Die Option des Scheiterns macht Beteiligung aus. Ein Projekt darf auch mal scheitern. So der Tenor im Forum. Okay, demzufolge hatten wir unübersehbar ein echtes Beteiligungsprojekt.

„Sind die Menschen in BW besonders widerborstig?“

Die Frage stellte einer der Teilnehmer durchaus ernsthaft. Woran liegt es, dass ausgerechnet in BW große Bürgerbeteiligungsprojekte immer wieder scheitern, Stuttgart 21 lässt grüßen? Die anwesenden Beteiligungsexperten machten zwei Bürgerlager aus: Die einen immer misstrauisch, immer Gewehr bei Fuß, bereit zu „schießen“, sobald sie etwas ausmachen, was ihnen persönlich schaden könnte. Die anderen besonders engagiert und hilfsbereit (Beispiel Flüchtlinge). Beide Lager finden sich interessanterweise genau in Baden Württemberg besonders ausgeprägt wieder.
——————————
# Aufgaben
a - Kopiere aus dem Textauszug über Bürgerbeteiligung den Abschnitt, der mit „Die Option des“ beginnt und sich bis einschließlich „besonders ausgeprägt wieder.“ erstreckt.
b - Welches Beispiel nennt der Textauszug über Bürgerbeteiligung für das besonders engagierte und hilfsbereite Bürgerlager?

# Ausgangsmaterial
——————————
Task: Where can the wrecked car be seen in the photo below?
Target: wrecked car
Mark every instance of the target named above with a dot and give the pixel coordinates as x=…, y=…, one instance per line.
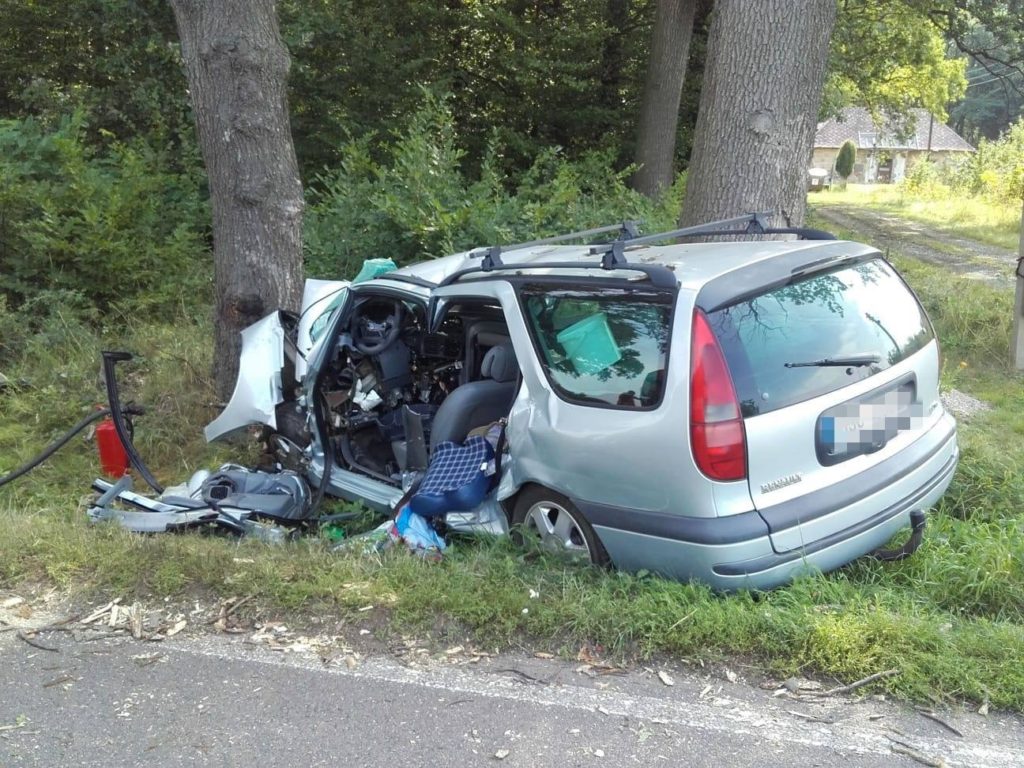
x=732, y=412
——————————
# Lösungen
a -
Die Option des Scheiterns macht Beteiligung aus. Ein Projekt darf auch mal scheitern. So der Tenor im Forum. Okay, demzufolge hatten wir unübersehbar ein echtes Beteiligungsprojekt.

„Sind die Menschen in BW besonders widerborstig?“

Die Frage stellte einer der Teilnehmer durchaus ernsthaft. Woran liegt es, dass ausgerechnet in BW große Bürgerbeteiligungsprojekte immer wieder scheitern, Stuttgart 21 lässt grüßen? Die anwesenden Beteiligungsexperten machten zwei Bürgerlager aus: Die einen immer misstrauisch, immer Gewehr bei Fuß, bereit zu „schießen“, sobald sie etwas ausmachen, was ihnen persönlich schaden könnte. Die anderen besonders engagiert und hilfsbereit (Beispiel Flüchtlinge). Beide Lager finden sich interessanterweise genau in Baden Württemberg besonders ausgeprägt wieder.

b - Als Beispiel werden Flüchtlinge genannt.